## Goal 1:
Answer these questions from the chapter on attention and Transformers:
(a) Which paper does the chapter name as the foundation of virtually every state-of-the-art NLP, vision, and multimodal system?
(b) In seq2seq RNNs, what must the encoder compress an entire sentence into?
(c) What three roles is the input matrix projected to?
## Goal 2:
What are all the numbered section headings in the chapter on attention and Transformers?

## Source excerpt:
* * *
Machine Learning/Part VI: Sequence Models/Chapter 17

Chapter 17: Attention & Transformers

The attention mechanism broke the bottleneck of fixed-length context vectors; the Transformer architecture replaced recurrence entirely with attention. “Attention Is All You Need” (Vaswani et al., 2017) is now the foundation of virtually every state-of-the-art NLP, vision, and multimodal system.

1. Motivation: Breaking the Information Bottleneck

In seq2seq RNNs, the encoder must compress an entire sentence into one fixed-length vector — information loss is inevitable for long sequences. Attention lets the decoder look directly at all encoder hidden states, computing a weighted sum based on relevance:

\[ \mathbf{c}_t = \sum_{s=1}^{T_{\rm enc}} \alpha_{ts}\,\mathbf{h}_s^{\rm enc}, \qquad \alpha_{ts} = \frac{\exp(e_{ts})}{\sum_{s'}\exp(e_{ts'})}, \quad e_{ts} = \text{score}(\mathbf{h}_{t-1}^{\rm dec}, \mathbf{h}_s^{\rm enc}) \]

2. Scaled Dot-Product Attention: Full Derivation

The Transformer generalises attention to three distinct roles. Given input matrix \(\mathbf{X} \in \mathbb{R}^{T \times d}\), project to queries, keys, and values:

\[ \mathbf{Q} = \mathbf{X}W_Q \in \mathbb{R}^{T \times d_k}, \quad \mathbf{K} = \mathbf{X}W_K \in \mathbb{R}^{T \times d_k}, \quad \mathbf{V} = \mathbf{X}W_V \in \mathbb{R}^{T \times d_v} \]

The attention output is:

\[ \text{Attention}(\mathbf{Q},\mathbf{K},\mathbf{V}) = \text{softmax}\!\left(\frac{\mathbf{Q}\mathbf{K}^\top}{\sqrt{d_k}}\right)\mathbf{V} \]

2.1 Why scale by \(\sqrt{d_k}\)?
* * *
## Dataset extract:

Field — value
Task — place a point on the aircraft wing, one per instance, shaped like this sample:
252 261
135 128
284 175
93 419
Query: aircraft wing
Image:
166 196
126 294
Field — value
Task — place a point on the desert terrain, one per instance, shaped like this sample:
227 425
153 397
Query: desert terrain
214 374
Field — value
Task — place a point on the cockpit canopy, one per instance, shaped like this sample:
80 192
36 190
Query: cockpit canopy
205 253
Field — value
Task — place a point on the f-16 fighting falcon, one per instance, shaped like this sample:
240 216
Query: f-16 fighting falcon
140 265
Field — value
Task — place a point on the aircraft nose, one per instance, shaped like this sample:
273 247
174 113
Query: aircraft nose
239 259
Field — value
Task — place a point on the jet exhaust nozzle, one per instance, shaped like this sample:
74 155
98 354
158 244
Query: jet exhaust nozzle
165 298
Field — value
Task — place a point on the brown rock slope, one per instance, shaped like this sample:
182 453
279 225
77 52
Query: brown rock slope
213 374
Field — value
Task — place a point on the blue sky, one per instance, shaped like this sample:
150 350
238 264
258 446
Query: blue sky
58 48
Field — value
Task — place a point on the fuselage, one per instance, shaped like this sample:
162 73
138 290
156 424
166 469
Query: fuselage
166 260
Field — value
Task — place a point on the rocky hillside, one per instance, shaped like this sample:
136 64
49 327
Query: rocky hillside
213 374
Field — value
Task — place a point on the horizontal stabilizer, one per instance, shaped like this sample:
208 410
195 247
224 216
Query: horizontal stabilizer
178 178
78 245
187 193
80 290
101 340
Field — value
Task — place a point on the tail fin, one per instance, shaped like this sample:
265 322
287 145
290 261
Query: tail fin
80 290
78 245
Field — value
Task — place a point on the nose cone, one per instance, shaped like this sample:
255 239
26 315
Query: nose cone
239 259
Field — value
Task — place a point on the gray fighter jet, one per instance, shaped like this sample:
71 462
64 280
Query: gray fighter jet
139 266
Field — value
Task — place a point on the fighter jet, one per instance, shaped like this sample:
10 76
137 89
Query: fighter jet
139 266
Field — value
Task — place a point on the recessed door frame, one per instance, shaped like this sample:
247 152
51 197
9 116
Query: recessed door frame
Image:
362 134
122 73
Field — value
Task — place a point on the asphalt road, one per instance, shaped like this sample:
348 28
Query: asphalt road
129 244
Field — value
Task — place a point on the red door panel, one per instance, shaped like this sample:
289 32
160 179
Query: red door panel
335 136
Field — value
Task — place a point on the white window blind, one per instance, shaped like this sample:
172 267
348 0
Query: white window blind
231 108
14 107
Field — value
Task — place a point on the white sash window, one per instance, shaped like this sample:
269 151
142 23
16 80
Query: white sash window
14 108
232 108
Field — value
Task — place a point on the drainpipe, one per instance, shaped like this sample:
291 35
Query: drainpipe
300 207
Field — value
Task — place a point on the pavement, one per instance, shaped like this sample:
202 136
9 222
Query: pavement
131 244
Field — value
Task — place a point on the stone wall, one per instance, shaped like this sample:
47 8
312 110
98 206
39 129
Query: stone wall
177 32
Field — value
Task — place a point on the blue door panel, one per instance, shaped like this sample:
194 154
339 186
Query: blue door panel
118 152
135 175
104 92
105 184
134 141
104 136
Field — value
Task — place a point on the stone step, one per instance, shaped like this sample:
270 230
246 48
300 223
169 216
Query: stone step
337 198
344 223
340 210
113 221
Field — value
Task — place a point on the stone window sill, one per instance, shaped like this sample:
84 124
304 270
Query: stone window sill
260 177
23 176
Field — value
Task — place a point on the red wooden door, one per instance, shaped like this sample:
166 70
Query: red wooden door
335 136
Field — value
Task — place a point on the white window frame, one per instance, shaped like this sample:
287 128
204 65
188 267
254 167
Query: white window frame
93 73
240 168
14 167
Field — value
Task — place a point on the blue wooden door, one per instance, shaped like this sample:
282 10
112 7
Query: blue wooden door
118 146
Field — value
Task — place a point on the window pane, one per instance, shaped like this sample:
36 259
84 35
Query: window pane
* * *
## Correct answer 1:
(a) "Attention Is All You Need" (Vaswani et al., 2017)
(b) One fixed-length vector
(c) Queries, keys, and values

## Correct answer 2:
1. Motivation: Breaking the Information Bottleneck
2. Scaled Dot-Product Attention: Full Derivation
2.1 Why scale by √d_k?